• INPUT DATA:
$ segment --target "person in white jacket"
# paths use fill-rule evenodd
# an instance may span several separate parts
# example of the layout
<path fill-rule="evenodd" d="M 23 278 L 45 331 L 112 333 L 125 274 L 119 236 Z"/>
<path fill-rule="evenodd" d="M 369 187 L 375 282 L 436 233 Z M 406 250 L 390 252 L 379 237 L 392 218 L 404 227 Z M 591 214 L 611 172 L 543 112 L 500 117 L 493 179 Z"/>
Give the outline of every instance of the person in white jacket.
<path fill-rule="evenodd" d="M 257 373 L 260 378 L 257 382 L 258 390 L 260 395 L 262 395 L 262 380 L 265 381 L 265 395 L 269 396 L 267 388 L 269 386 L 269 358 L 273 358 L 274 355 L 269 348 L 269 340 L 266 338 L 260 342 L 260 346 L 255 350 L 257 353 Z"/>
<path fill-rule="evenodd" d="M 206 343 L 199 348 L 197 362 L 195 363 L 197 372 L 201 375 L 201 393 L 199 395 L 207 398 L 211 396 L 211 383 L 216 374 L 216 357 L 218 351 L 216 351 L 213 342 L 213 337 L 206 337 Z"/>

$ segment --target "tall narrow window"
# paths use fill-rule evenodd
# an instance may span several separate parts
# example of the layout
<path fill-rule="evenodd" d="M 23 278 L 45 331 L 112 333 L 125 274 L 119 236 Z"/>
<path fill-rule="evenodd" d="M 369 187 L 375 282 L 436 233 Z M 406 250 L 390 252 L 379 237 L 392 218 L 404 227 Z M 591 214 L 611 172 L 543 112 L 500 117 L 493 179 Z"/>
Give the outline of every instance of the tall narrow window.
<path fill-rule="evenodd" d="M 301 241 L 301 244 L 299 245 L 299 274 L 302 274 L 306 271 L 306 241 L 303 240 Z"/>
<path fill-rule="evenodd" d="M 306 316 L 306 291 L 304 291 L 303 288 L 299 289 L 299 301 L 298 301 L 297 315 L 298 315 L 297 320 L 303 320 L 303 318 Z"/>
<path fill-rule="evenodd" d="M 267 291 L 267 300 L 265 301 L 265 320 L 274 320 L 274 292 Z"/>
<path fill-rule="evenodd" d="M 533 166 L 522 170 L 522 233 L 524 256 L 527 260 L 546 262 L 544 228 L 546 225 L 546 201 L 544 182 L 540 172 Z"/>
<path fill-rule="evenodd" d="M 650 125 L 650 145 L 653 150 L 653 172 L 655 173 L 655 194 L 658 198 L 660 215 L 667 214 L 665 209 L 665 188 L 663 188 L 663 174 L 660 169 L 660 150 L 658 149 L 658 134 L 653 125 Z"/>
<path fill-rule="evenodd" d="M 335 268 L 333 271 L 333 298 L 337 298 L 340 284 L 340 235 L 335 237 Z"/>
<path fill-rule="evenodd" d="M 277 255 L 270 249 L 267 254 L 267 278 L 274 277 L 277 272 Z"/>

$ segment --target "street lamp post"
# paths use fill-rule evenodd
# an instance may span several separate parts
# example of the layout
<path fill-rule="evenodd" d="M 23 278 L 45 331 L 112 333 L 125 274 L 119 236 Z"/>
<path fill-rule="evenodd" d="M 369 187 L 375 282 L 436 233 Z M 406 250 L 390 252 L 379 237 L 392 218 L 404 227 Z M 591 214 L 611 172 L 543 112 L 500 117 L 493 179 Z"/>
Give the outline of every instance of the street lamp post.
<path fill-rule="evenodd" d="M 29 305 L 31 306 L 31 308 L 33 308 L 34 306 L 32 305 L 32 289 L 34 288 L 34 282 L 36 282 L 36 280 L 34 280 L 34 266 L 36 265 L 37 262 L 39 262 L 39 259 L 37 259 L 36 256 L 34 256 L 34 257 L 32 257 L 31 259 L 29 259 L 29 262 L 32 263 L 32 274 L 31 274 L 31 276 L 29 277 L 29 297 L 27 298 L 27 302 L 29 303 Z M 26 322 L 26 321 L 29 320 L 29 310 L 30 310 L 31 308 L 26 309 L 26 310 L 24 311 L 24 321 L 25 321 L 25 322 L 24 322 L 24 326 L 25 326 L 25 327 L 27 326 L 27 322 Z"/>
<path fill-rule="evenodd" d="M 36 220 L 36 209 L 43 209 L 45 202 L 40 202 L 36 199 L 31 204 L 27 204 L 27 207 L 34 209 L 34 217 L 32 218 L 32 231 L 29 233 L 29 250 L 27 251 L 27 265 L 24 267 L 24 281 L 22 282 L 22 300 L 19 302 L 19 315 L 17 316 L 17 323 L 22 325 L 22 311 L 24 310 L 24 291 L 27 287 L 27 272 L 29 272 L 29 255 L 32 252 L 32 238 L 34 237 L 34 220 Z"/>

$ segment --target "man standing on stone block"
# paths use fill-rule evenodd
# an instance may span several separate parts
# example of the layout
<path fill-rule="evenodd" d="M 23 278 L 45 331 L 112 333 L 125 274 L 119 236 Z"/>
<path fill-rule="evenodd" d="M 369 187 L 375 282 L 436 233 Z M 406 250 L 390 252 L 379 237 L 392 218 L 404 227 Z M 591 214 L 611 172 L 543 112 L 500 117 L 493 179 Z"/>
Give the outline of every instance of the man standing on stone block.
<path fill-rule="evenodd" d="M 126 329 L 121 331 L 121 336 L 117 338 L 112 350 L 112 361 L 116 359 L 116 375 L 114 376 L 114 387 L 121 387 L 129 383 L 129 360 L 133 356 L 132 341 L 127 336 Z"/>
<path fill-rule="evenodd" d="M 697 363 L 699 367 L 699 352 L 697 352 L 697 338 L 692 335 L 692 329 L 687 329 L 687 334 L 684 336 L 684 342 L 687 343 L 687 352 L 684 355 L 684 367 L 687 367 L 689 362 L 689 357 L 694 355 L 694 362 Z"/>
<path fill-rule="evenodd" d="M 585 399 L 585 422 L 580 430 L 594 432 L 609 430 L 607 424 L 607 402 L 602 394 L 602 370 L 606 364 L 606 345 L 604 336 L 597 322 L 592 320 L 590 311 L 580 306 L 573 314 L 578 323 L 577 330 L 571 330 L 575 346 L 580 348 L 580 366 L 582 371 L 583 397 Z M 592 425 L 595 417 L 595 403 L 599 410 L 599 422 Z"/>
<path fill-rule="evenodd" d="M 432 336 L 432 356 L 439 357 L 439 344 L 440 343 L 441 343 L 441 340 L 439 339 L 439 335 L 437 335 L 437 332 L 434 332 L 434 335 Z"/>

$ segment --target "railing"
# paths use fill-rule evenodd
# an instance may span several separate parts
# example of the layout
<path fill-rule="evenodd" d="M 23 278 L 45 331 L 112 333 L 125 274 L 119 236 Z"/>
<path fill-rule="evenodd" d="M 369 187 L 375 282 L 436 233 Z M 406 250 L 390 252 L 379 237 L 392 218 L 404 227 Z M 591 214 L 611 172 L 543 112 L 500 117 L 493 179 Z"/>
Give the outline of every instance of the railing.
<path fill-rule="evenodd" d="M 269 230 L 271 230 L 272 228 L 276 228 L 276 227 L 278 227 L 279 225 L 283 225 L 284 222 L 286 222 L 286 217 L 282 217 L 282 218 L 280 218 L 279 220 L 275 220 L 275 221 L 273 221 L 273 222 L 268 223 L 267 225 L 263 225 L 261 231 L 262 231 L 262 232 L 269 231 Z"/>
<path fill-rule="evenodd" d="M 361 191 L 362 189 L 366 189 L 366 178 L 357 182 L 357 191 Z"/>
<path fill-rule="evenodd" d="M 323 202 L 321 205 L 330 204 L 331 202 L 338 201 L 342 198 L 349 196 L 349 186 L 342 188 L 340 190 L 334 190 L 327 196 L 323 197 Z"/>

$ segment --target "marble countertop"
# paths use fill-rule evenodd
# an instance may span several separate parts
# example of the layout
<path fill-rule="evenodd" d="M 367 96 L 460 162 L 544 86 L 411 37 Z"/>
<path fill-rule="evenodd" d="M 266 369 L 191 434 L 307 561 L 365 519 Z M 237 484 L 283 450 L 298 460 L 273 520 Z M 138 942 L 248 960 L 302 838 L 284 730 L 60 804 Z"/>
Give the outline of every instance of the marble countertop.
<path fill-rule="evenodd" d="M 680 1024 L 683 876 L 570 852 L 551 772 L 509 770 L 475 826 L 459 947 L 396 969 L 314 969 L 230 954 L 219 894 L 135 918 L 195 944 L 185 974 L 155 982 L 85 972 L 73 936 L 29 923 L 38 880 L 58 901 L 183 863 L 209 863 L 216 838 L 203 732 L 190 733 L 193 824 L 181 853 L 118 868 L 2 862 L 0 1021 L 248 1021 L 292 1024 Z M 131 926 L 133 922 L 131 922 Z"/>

• INSTRUCTIONS FOR THE TASK: Retype the lines from the one containing "Give the outline of every instance of the marble" to the last line above. Change nothing and include no others.

• WRITTEN SOLUTION:
Give the outline of every instance of the marble countertop.
<path fill-rule="evenodd" d="M 680 1024 L 683 876 L 570 852 L 551 772 L 509 770 L 475 826 L 459 947 L 396 969 L 314 969 L 230 954 L 219 894 L 135 918 L 195 944 L 185 974 L 155 982 L 85 972 L 73 936 L 29 923 L 38 880 L 58 901 L 183 863 L 209 863 L 216 838 L 203 732 L 190 733 L 193 824 L 181 853 L 118 868 L 2 862 L 0 1021 L 248 1021 L 292 1024 Z M 131 926 L 133 922 L 131 922 Z"/>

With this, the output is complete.